Please rewrite the lines below, swapping every "indicate" for "mark" and keeping everything else the same.
---------- Input data
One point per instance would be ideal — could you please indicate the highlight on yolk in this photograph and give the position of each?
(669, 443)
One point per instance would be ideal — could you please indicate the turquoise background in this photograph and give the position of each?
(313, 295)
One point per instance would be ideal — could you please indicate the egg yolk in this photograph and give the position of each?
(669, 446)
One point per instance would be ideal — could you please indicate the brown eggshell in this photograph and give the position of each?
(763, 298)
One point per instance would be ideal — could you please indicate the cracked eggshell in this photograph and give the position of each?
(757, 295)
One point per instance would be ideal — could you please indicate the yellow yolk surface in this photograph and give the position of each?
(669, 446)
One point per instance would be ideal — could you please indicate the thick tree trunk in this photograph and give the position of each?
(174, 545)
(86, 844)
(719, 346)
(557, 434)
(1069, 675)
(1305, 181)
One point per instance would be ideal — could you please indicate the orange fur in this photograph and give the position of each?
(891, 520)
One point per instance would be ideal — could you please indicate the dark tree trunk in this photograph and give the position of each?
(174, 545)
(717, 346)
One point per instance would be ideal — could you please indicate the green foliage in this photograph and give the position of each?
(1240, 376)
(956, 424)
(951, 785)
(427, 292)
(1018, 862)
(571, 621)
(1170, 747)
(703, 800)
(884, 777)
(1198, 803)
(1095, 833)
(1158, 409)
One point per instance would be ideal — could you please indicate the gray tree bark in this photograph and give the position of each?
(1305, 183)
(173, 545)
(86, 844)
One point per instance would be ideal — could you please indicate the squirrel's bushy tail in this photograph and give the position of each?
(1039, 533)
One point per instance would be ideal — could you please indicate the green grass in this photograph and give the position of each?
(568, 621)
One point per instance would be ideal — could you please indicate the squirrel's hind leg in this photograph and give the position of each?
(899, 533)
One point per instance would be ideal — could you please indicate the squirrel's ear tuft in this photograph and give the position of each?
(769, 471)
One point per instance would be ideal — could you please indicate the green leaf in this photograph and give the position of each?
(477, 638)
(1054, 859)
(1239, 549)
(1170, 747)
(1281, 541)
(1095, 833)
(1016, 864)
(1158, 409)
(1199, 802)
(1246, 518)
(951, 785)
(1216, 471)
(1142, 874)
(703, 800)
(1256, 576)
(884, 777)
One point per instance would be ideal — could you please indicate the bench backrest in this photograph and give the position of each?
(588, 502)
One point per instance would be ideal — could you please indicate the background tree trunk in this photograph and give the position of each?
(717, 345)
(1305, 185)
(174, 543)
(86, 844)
--------------------
Correct output:
One point per instance would be ideal — could you please mark the highlight on yolk in this photograph and give the position of each?
(669, 443)
One point per instance would be ideal — could you please mark the turquoise background in this photograph and give the position of each?
(313, 295)
One point per instance would be ideal — could you please mark the egg yolk in this photograph and give the position of each?
(669, 446)
One point per instance would be ideal — could you please mark the brown eggshell in this photograph and give the position of each?
(763, 298)
One point per instance would be ideal — could you please mark the cracked eggshell in this photograph and give the position of each?
(757, 295)
One point per instance would be ideal — could you please mark the yellow yolk surface in this photograph and give the position of each?
(669, 446)
One point per instance would be ideal — could you please mark the thick tree trunk in this photograph and give the position of each?
(174, 545)
(86, 844)
(719, 346)
(557, 434)
(1069, 675)
(1305, 181)
One point per instance would be ideal — could you please mark the orange fur in this photograph and give the position of each?
(891, 520)
One point per instance would be ideal — could you please mark the dark tree trunk in this photograph and give the position of each?
(174, 545)
(717, 346)
One point per instance would be ideal — could you please mark the green foliage in this photograph and give the position of each?
(1240, 376)
(956, 424)
(951, 785)
(427, 292)
(1018, 862)
(571, 621)
(1170, 747)
(703, 800)
(884, 777)
(1198, 803)
(1095, 833)
(1158, 409)
One point per instance would be ideal — could you please mark the gray tree bark in this photograph and give the position of each?
(1305, 183)
(173, 545)
(86, 844)
One point per instance would be ideal — could you please mark the squirrel's bushy tail in this photograph and give the position of each?
(1039, 533)
One point per instance would be ideal — could you please mark the green grass in this photograph and give the position of each?
(568, 621)
One point per instance would be ideal — could you please mark the squirrel's hind leg in this photograph and give the position of each?
(899, 533)
One point per instance would be ideal — could you please mark the squirrel's ear tuft in this photograph and give the position of each?
(769, 471)
One point per instance would be ideal — could you please mark the green leaf in this photograph and give the position of each?
(477, 638)
(1054, 859)
(1239, 549)
(1170, 747)
(1281, 541)
(1095, 833)
(1016, 864)
(1158, 409)
(1199, 802)
(1246, 518)
(951, 785)
(1216, 471)
(1142, 874)
(703, 800)
(1256, 576)
(884, 777)
One point per instance would be ideal — could you please mark the bench backrest in this photograph and give the position of each?
(588, 502)
One point per instance would be ideal — could you please mark the background tree trunk in this photograph and give the position of each?
(717, 345)
(1305, 185)
(174, 543)
(86, 844)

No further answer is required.